Data records =
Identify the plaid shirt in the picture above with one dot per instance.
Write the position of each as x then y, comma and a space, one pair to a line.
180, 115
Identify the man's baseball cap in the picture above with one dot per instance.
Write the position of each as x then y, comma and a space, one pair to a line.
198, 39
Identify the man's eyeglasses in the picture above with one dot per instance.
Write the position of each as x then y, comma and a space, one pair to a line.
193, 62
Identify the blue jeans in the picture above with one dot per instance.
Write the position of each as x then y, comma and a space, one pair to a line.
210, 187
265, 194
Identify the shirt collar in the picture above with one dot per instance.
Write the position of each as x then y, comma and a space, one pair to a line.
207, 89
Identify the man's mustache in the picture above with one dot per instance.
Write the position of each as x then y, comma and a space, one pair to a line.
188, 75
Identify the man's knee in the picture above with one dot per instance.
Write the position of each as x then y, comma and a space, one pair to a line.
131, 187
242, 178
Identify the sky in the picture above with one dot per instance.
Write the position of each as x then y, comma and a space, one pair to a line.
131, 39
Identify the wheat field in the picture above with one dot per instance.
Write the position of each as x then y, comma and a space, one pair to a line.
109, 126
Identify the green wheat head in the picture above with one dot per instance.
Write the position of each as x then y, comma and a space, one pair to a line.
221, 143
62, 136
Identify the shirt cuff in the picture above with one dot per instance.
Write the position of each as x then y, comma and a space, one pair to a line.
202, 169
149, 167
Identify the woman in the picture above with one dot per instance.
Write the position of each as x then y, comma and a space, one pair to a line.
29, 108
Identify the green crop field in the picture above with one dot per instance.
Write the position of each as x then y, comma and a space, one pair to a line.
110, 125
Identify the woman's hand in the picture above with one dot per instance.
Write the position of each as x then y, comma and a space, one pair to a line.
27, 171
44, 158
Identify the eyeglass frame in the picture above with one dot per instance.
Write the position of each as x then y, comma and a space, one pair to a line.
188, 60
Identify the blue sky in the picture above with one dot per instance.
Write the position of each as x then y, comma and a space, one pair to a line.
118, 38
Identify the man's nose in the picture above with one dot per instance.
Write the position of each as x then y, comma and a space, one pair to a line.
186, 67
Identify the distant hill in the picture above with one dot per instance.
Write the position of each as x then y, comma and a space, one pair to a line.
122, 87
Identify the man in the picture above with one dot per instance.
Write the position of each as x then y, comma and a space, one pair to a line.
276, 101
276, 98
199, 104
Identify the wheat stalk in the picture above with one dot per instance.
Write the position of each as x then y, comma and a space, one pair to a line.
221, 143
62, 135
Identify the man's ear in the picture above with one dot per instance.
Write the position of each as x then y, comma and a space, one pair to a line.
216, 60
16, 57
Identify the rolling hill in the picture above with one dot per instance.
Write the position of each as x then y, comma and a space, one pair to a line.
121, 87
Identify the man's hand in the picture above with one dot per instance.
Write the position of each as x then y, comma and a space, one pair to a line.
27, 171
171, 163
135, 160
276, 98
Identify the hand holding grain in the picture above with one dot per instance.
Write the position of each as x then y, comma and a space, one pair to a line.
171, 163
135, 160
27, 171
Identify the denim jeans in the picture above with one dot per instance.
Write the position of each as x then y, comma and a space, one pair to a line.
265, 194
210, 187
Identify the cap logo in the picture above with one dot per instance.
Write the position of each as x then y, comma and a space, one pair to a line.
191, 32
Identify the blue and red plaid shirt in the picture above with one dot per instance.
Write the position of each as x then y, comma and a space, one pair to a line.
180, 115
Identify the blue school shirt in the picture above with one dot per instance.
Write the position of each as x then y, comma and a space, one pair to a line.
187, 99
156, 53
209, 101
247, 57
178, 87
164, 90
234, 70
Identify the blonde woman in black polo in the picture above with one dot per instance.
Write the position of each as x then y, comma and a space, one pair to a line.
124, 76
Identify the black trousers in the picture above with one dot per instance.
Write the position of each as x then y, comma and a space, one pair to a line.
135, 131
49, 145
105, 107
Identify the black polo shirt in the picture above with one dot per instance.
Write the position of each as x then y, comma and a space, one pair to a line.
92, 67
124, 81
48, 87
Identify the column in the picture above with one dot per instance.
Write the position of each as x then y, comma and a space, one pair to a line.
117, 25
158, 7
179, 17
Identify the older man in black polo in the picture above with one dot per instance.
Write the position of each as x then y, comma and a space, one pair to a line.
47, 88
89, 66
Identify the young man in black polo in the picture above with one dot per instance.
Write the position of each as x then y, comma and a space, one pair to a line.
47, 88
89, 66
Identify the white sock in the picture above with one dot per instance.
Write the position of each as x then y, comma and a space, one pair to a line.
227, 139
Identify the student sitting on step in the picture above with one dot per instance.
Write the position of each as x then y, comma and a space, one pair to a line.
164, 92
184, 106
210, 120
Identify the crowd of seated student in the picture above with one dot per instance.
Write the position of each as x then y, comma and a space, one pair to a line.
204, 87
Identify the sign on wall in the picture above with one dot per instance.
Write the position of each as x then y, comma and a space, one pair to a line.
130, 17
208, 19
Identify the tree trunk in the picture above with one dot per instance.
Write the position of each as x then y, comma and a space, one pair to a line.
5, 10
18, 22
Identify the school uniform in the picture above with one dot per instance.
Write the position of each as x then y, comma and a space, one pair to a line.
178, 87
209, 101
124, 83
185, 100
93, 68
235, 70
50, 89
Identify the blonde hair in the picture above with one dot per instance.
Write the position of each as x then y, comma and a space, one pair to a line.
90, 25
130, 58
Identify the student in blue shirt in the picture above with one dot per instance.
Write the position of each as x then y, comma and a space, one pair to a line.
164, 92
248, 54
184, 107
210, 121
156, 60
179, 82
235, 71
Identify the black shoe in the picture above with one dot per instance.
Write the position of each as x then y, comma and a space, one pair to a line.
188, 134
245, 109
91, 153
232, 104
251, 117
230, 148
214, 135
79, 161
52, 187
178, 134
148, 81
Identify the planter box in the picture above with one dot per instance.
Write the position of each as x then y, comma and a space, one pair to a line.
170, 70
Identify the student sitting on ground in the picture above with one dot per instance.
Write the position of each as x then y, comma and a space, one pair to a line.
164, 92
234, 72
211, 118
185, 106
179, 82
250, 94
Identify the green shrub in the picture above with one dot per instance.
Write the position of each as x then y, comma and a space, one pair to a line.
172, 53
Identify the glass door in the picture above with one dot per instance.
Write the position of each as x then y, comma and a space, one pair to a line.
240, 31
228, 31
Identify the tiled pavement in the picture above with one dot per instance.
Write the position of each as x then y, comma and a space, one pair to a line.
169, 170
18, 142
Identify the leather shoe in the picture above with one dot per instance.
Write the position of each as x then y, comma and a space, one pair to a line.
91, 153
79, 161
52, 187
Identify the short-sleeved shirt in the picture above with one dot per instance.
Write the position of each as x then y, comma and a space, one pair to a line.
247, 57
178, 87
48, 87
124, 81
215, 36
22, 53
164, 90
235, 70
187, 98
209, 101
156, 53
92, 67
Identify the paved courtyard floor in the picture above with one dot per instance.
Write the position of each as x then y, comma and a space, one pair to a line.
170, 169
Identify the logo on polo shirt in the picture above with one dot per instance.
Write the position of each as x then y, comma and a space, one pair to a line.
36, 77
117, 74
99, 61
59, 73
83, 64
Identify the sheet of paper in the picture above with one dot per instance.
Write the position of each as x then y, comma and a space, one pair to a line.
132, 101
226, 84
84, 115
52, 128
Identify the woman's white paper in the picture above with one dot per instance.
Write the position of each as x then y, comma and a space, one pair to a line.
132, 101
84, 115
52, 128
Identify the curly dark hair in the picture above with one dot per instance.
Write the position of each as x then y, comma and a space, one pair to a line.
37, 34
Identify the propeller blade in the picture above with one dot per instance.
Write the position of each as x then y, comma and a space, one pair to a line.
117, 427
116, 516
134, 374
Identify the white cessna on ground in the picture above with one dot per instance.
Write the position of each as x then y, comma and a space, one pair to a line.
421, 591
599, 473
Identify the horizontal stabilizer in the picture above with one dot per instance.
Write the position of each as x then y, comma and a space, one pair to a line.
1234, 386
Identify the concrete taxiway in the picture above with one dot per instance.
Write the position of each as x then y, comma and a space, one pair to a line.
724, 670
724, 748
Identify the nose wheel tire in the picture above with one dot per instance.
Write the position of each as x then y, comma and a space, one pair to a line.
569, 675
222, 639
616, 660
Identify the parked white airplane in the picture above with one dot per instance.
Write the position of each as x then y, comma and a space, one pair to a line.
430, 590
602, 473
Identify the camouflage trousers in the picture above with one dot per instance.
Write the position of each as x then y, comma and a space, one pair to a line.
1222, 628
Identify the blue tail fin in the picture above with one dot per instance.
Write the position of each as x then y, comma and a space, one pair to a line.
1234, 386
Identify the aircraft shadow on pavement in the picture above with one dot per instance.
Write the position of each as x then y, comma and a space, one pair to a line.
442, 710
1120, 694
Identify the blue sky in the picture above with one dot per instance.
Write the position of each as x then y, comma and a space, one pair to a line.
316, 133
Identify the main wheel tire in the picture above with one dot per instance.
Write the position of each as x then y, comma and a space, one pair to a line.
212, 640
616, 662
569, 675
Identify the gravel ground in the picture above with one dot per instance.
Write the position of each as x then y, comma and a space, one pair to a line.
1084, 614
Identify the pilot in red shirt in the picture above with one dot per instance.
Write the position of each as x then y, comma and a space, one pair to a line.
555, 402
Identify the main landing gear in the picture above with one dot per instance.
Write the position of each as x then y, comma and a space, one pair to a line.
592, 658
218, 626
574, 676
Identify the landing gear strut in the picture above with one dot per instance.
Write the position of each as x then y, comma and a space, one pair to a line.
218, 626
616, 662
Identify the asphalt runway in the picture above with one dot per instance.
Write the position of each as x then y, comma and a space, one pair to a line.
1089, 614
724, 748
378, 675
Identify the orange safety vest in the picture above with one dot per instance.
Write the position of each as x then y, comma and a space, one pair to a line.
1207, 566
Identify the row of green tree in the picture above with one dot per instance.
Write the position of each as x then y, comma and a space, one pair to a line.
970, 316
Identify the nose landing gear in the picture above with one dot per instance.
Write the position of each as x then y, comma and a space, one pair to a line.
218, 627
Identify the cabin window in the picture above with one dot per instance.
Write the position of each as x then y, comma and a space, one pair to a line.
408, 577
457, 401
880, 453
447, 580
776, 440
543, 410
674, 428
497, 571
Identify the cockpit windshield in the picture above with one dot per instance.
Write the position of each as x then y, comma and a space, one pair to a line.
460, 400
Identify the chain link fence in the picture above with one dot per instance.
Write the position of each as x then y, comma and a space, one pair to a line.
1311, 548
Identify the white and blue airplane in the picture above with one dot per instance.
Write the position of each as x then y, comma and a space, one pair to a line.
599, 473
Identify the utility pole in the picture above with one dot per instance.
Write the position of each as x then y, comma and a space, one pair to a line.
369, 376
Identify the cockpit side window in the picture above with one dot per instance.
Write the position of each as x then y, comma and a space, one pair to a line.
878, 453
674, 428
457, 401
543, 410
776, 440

What to do = Filter the listing for the word "wheat" and copy every line that holds it.

Completed task =
Identify the wheat field in the picture above with one dot per instance.
Identify the green wheat head in the picture above with one dot per instance.
Identify the wheat stalk in the picture above with one dot per instance.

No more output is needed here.